WHAT THE TASK REQUIRES — Repeat the listing word for word. No pictures belong in the copy.

Entries from a pointing dataset —

=======

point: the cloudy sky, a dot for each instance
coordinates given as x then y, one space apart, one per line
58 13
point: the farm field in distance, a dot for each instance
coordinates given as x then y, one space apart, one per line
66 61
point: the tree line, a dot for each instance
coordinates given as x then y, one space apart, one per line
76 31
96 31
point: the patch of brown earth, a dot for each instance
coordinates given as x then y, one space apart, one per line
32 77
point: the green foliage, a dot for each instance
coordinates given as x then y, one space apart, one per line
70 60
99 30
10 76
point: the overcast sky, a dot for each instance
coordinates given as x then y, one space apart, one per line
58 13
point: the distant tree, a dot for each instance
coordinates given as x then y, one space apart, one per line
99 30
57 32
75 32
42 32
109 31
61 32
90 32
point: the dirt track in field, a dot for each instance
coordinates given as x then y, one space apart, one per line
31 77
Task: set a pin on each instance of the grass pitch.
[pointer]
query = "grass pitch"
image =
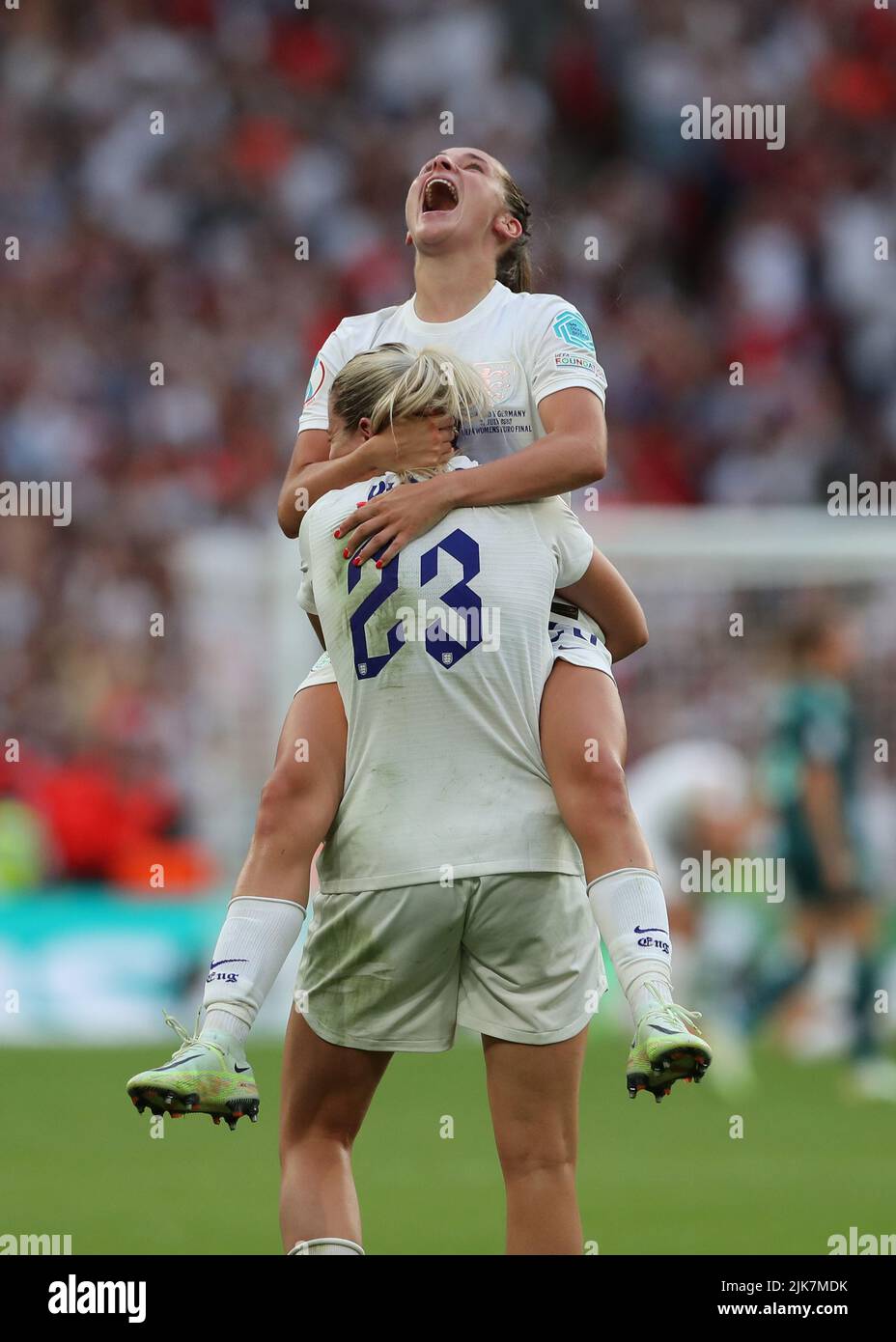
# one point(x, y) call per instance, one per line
point(667, 1179)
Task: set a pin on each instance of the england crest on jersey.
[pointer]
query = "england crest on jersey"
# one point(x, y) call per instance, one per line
point(499, 378)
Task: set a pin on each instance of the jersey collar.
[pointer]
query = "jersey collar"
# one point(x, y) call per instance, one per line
point(440, 330)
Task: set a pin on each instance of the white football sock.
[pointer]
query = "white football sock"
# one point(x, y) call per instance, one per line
point(251, 949)
point(307, 1247)
point(630, 910)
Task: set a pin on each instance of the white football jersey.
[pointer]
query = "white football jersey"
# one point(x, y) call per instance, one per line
point(523, 345)
point(440, 659)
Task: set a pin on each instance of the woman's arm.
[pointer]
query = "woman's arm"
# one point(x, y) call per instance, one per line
point(603, 594)
point(419, 443)
point(572, 453)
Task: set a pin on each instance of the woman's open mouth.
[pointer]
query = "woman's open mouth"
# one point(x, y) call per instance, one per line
point(438, 195)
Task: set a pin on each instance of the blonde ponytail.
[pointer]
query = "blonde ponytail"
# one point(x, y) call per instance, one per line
point(393, 382)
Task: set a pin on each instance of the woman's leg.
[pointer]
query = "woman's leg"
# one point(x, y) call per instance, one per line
point(265, 915)
point(533, 1093)
point(326, 1093)
point(584, 742)
point(584, 745)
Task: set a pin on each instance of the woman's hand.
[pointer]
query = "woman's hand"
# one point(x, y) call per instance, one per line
point(417, 443)
point(395, 518)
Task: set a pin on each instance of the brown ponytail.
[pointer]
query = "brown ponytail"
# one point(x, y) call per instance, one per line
point(514, 264)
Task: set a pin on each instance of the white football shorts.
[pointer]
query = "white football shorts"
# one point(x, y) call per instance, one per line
point(517, 957)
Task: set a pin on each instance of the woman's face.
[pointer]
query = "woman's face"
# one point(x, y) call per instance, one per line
point(457, 199)
point(344, 439)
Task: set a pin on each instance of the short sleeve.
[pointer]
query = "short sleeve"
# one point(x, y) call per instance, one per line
point(823, 735)
point(562, 351)
point(565, 534)
point(305, 596)
point(329, 361)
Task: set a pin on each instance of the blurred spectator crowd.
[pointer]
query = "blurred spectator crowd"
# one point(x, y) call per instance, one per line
point(281, 123)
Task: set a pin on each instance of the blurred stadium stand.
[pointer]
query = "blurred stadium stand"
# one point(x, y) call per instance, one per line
point(180, 247)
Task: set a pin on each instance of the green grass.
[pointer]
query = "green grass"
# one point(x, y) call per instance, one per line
point(654, 1179)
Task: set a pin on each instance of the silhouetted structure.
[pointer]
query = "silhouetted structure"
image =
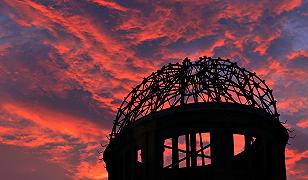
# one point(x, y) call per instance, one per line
point(208, 119)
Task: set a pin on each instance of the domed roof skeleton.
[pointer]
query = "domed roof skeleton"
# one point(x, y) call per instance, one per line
point(205, 80)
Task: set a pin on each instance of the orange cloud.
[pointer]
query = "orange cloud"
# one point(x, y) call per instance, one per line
point(302, 123)
point(287, 5)
point(57, 121)
point(292, 157)
point(297, 54)
point(110, 4)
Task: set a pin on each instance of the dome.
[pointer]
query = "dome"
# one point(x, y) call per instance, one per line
point(205, 80)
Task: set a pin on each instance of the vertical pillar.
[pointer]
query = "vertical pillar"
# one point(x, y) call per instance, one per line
point(222, 149)
point(175, 152)
point(187, 150)
point(193, 149)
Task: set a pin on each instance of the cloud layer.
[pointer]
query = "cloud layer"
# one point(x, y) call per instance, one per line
point(66, 65)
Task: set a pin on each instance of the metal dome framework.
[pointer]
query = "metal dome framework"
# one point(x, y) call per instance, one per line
point(205, 80)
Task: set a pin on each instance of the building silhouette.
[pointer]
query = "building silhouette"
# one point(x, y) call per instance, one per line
point(208, 119)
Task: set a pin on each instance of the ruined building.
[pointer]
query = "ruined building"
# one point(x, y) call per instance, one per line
point(208, 119)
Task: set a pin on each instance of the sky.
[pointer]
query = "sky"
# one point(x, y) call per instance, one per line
point(66, 65)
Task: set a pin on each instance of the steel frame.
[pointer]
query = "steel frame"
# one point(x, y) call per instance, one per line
point(205, 80)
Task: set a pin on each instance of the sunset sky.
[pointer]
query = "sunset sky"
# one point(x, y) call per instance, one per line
point(66, 65)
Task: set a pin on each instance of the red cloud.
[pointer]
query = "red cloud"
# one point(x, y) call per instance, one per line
point(302, 123)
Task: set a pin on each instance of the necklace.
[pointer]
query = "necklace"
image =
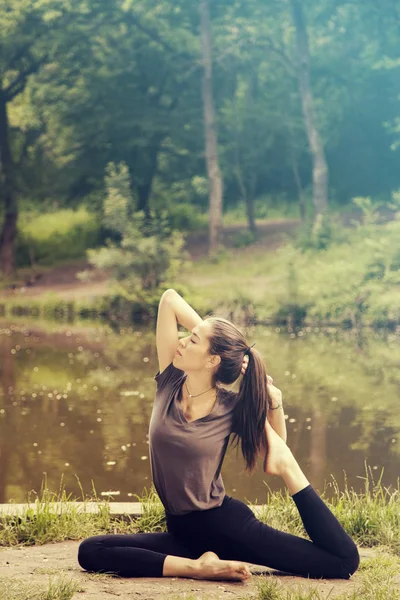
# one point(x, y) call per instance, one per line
point(195, 395)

=======

ANSWER TO THE TASK —
point: the cloudy sky, a dot for each instance
coordinates given as x then y, one space apart, one per line
58 13
point: the farm field in distance, a dot for each instance
coordinates given as x then y, one space apart, one per line
66 61
point: the tree line, a dot for each instance
coordinates given as x then y, one space apart, one per line
76 31
96 31
point: the patch of brown earth, a dot for each instance
coordinates given as x then y, one space apart, one per line
32 77
point: the green foliage, a dot for each instance
coordinates given as x then y, one space apart, one per line
70 60
99 30
10 76
point: the overcast sky, a dot for each instance
coordinates given as x then y, one space apart, one per line
58 13
point: the distant tree, a dot for each instance
coordinates given as x then y, one space apart, one per line
99 30
57 32
75 32
42 32
109 31
61 32
90 32
point: the dirt track in field, a dot for each instance
coordinates given as x then y, one space apart, one per line
31 77
Task: set a pin on each instance of the grass pitch.
[pointer]
query = "grass pitch"
image =
# one point(x, y) call per instance, one per line
point(667, 1179)
Task: set a pin on each instance of the england crest on jersey.
[pointer]
query = "england crest on jersey"
# one point(x, y) call per instance, one per line
point(499, 378)
Task: set a pin on each instance of the jersey collar.
[pointer]
query = "jersey collar"
# one point(x, y) call per instance, one per line
point(440, 330)
Task: set a pin on each instance of the white football sock.
[pointer]
query = "white football sock"
# one point(x, y) call per instance, one per line
point(251, 949)
point(307, 1247)
point(630, 910)
Task: set a pin on each instance of the white football jersey.
[pointer]
query = "white football jersey"
# one point(x, y) call per instance, one per line
point(523, 345)
point(440, 659)
Task: set a pin on each instance of the woman's arm.
[pointer]
query = "woman's arm"
# one point(x, y) call per instance, one per line
point(603, 594)
point(419, 443)
point(572, 453)
Task: set a pin on each instance of the woman's open mouth.
[pointer]
query = "woman's open mouth"
# one point(x, y) call per instance, one per line
point(438, 195)
Task: set a pin on each instance of the blonde ponytail.
[pointer]
query = "blonde ponytail"
# one point(x, y) call per instance, one per line
point(393, 382)
Task: set a pin on each instance of the woman's leg.
[pointer]
query = "woman's leg"
# one point(x, y) call per instance, one per line
point(265, 915)
point(533, 1093)
point(326, 1093)
point(584, 742)
point(584, 745)
Task: set a pin on each instance of the woman's hand.
[pointer]
query = "woman's hand"
# one point(x, y) call per instance, one per line
point(417, 443)
point(395, 518)
Task: set a pin on each instance of the brown ponytail.
[pointer]
query = "brown ponytail"
# one point(x, y) call per instance, one per line
point(514, 264)
Task: set a pin on each instance of the white football shorts.
[pointer]
query = "white football shorts"
# one point(x, y) call per instance, one per line
point(517, 957)
Task: set a pin on each instance of the woman's face.
[pointer]
query = "woman's face"
# one point(x, y) call per instance, one per line
point(457, 199)
point(344, 439)
Task: set a pin on each instance of the short sleeve.
[pointer]
query = "short sleeve"
# one point(x, y) call per instance, one per line
point(823, 735)
point(562, 351)
point(565, 534)
point(305, 596)
point(329, 361)
Task: set a pin on each instance of the blurred spectator crowd.
[pointer]
query = "blurred spectator crowd"
# one point(x, y) call per instance, one per line
point(281, 123)
Task: set a pin on each instance of the blurred stadium stand.
[pointer]
query = "blurred stadium stand"
# one point(x, y) call per instance, one per line
point(180, 247)
Task: set a pin on each instance of the green grass.
[pointer]
query = "green grass"
# one point(x, y) call per instance, one per line
point(654, 1179)
Task: set a pin on each instance of the silhouetted structure.
[pointer]
query = "silhouetted structure"
image =
# one point(x, y) call per instance, one per line
point(208, 119)
Task: set a pin on each instance of the domed roof skeleton.
[pointer]
query = "domed roof skeleton"
# one point(x, y) call per instance, one per line
point(205, 80)
Task: set a pin on each instance of the orange cloud.
[pointer]
query = "orange cloud"
# one point(x, y) call per instance, one per line
point(302, 123)
point(287, 5)
point(57, 121)
point(292, 157)
point(297, 54)
point(110, 4)
Task: set a pin on each instance of the dome.
[pointer]
query = "dome"
# one point(x, y) call per instance, one per line
point(205, 80)
Task: set a pin on each instance of the vertical pillar.
[pointer]
query = "vertical pillar"
# one point(x, y) call per instance, one per line
point(222, 149)
point(175, 152)
point(187, 150)
point(193, 149)
Task: set a pin on each instance of the cloud layer.
[pointer]
query = "cloud layer"
# one point(x, y) call per instance, one per line
point(66, 65)
Task: set a pin on each instance of the metal dome framework.
[pointer]
query = "metal dome framework"
# one point(x, y) call per instance, one per line
point(205, 80)
Task: set a pin on each instance of the building silhouette.
[pointer]
query = "building silhouette"
# one point(x, y) call per instance, one per line
point(208, 119)
Task: set a pin on each instance of the ruined building.
[pointer]
query = "ruined building"
# one point(x, y) call per instance, one per line
point(208, 119)
Task: set a pin on each instance of the sky.
[pointer]
query = "sky"
# one point(x, y) call per instance, one per line
point(66, 65)
Task: set a pin on each instance of the steel frame.
[pointer]
query = "steel frame"
# one point(x, y) call per instance, one per line
point(205, 80)
Task: set a pin on each instance of the sunset sky.
[pointer]
query = "sunset sky"
# one point(x, y) call per instance, one per line
point(66, 65)
Task: set a pin on each instance of the red cloud.
[pointer]
query = "red cloud"
# one point(x, y) call per instance, one per line
point(302, 123)
Task: set a pin on each instance of the necklace.
[pointer]
query = "necklace"
image =
# one point(x, y) call per instance, one per line
point(195, 395)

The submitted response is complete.